Задание и требования
Как, согласно приведенному ниже отрывку о сыновьях Ликаона, звали младшего сына Ликаона, принесенного в жертву?

Отрывок текста

Читаем без скачивания Каннибализм в греческих мифах. Опыт по истории развития нравственности - Леопольд Воеводский
Шрифт:
Интервал:
Закладка:
1) Один сын Ликаона, вероятно, младший, был принесён в жертву, все же прочие были убиты молнией.
2) Все сыновья Ликаона были убиты молнией, за исключением самого младшего из них, Никтима. Следовательно:
3) Младший сын Ликаона, принесённый в жертву, назывался Никтимом.
Относительно числа сыновей, пятидесяти, я должен заметить, что для нас оно не имеет никакого определённого значения. Все мифологи согласны, правда, что под пятьюдесятью собаками, растерзавшими «солнечное существо», т. е. Актеона, следует понимать столько же каникулярных дней. [807] Мы уже заметили, что подобным образом Г. Д. Мюллер усматривает в пятидесяти сыновьях Ликаона пятьдесят каникулярных дней. Но известно, что число пятьдесят появляется всякий раз, когда речь идёт о большом количестве сыновей или дочерей какого бы то ни было героя, царя или бога. Вообще, числа 50 и 2x50 встречаются в греческих сказаниях беспрерывно. Откуда оно взялось, что послужило первоначальной аналогией для предпочтения этого числа пред другими, – это, мне кажется, до нас здесь не касается.

Предоставленные материалы
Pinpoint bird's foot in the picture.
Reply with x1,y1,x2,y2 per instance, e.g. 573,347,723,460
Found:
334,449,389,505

* * *

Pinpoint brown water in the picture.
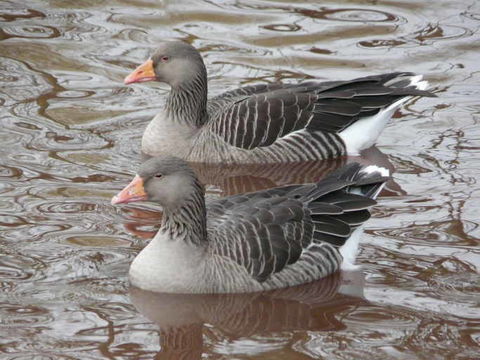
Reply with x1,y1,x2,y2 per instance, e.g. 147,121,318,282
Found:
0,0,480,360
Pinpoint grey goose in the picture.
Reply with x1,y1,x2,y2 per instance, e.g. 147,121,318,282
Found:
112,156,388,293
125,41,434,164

--

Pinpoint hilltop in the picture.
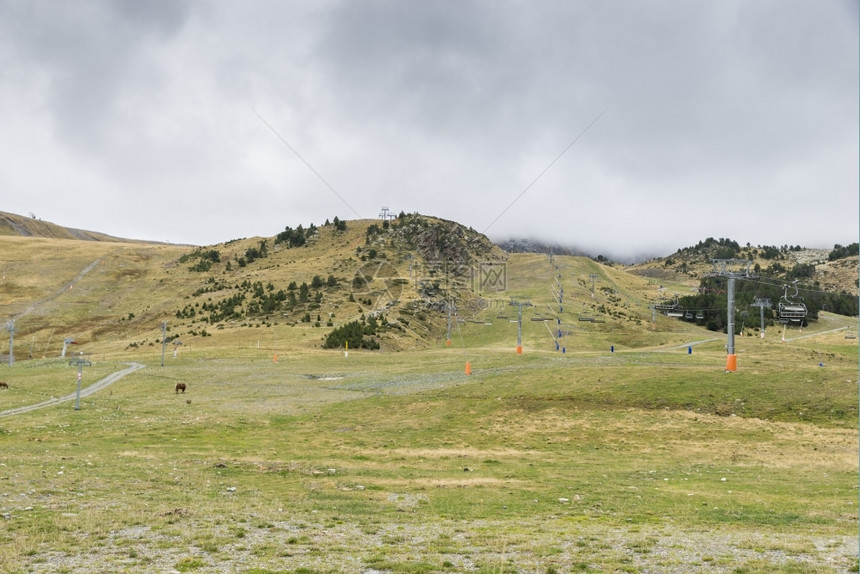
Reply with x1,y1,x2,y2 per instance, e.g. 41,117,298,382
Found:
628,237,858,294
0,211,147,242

Ответ на задание
Его звали Никтим.